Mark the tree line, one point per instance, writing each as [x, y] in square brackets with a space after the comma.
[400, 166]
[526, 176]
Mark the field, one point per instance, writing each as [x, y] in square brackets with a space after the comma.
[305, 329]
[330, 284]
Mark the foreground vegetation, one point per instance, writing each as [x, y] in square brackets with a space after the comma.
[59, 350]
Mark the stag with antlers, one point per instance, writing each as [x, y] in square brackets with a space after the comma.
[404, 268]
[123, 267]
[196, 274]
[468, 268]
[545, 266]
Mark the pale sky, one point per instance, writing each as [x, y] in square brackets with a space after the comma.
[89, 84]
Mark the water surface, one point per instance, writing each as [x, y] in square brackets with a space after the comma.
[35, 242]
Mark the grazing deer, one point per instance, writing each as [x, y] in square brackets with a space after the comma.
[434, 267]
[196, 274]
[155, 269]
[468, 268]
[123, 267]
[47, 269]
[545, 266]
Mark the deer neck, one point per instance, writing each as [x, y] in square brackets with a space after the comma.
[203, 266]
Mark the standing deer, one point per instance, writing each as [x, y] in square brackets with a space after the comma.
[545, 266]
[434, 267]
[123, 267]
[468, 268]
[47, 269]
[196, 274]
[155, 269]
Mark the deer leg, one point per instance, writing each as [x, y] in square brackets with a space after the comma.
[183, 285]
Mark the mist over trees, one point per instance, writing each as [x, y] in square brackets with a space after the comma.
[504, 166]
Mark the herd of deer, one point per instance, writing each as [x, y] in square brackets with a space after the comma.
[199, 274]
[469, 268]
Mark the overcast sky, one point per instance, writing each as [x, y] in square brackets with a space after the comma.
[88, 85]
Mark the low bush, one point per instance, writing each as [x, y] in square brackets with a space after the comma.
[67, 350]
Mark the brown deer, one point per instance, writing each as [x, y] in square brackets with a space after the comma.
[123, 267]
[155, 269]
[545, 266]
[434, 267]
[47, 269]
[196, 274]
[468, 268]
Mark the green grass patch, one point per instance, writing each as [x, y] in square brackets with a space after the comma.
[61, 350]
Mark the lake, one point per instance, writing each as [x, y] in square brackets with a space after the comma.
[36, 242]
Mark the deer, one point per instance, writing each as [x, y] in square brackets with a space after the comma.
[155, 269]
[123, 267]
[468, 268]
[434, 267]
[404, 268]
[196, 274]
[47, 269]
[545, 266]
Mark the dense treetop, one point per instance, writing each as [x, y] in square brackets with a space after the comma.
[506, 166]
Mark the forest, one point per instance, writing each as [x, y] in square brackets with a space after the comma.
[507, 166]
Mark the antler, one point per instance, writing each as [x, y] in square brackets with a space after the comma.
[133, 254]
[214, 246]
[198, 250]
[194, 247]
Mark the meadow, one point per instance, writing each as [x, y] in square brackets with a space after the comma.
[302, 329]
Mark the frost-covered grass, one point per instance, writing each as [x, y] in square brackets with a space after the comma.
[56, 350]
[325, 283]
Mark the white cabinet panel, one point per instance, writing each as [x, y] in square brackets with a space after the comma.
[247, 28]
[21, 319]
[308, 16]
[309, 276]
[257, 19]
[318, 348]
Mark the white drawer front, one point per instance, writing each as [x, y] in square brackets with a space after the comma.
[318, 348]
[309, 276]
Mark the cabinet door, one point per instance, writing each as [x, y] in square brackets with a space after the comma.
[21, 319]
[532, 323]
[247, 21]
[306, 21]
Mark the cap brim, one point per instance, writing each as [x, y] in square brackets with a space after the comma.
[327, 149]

- EXERCISE INSTRUCTIONS -
Return every record, word for word.

- FULL ANSWER -
Mark the tree line, one point per instance, writing each as [x, y] in square brackets with a space after the comma.
[400, 166]
[526, 176]
Mark the field, one point per instance, writing each as [x, y] in square brackets with a space after the comma.
[305, 329]
[330, 284]
Mark the foreground vegetation, one point per instance, writing each as [x, y] in square brackets with a space after the comma.
[59, 350]
Mark the stag with antlers, one point per instance, writing each as [x, y] in square brackets with a space after the comma.
[404, 268]
[123, 267]
[196, 274]
[468, 268]
[545, 266]
Mark the pale sky, one point per instance, writing each as [x, y] in square brackets with a space after the comma.
[89, 84]
Mark the water surface, one point per instance, writing each as [x, y] in square brackets with a space after the comma.
[35, 242]
Mark the grazing deer, one point per instance, writing each as [x, y] in square brackets with a space after the comma.
[434, 267]
[196, 274]
[155, 269]
[468, 268]
[123, 267]
[47, 269]
[545, 266]
Mark the deer neck, one point per instance, writing each as [x, y] in square brackets with a space after the comma.
[203, 266]
Mark the standing deer, one point per instance, writing each as [x, y] in square brackets with a space after the comma.
[545, 266]
[434, 267]
[123, 267]
[468, 268]
[47, 269]
[196, 274]
[155, 269]
Mark the deer leg, one point per instance, writing each as [x, y] in square brackets with a space after the comma.
[183, 285]
Mark the mist over trees, one point per instance, writing each as [x, y] in square brackets with a space after the comma.
[504, 166]
Mark the herd of deer, one point per instance, writing each as [x, y] in square brackets with a space after the comma.
[199, 274]
[469, 268]
Mark the overcast sky, one point per instance, writing each as [x, y] in square brackets with a space after the comma.
[88, 85]
Mark the low bush, one point per instance, writing each as [x, y] in square brackets with a space after the comma.
[67, 350]
Mark the brown deer, one point per instance, writing each as [x, y] in square brackets with a space after the comma.
[123, 267]
[155, 269]
[545, 266]
[434, 267]
[47, 269]
[196, 274]
[468, 268]
Mark the green grass patch, one point per instance, writing each as [x, y] in square brackets with a space after the comma.
[61, 350]
Mark the lake, one point per instance, writing each as [x, y] in square brackets with a space after the comma.
[36, 242]
Mark the deer, one point per instance, writing each as [x, y] in square brackets with a space after the comma.
[155, 269]
[123, 267]
[468, 268]
[434, 267]
[404, 268]
[196, 274]
[47, 269]
[545, 266]
Mark the dense treetop, one point per instance, writing each as [x, y] in square brackets with a space after the comma.
[506, 166]
Mark the forest, one point per instance, writing each as [x, y] in square brackets with a space after the comma.
[507, 166]
Mark the antler, one point per instance, writing each as [x, y] in square brackets with a space after the comma.
[133, 254]
[214, 246]
[198, 250]
[194, 247]
Mark the meadow, one point per instance, writing each as [x, y] in square brackets with a space after the comma.
[302, 329]
Mark the frost-covered grass, one point per instance, writing each as [x, y] in square brackets with a space after the comma.
[56, 350]
[325, 283]
Mark the white cabinet panel, one point per instance, writing each as [x, y] in square brackets with a space after the comma.
[247, 28]
[21, 319]
[308, 16]
[309, 276]
[257, 19]
[318, 348]
Mark the white drawer front, one point per instance, writing each as [x, y] in square brackets with a space after the comma.
[318, 348]
[309, 276]
Mark the cabinet door, one point per instance, writing each as [x, y] in square brackets with a space after the comma.
[21, 319]
[532, 323]
[247, 21]
[306, 21]
Mark the cap brim, one point per instance, writing each as [x, y] in square brackets with a space after the comma.
[327, 149]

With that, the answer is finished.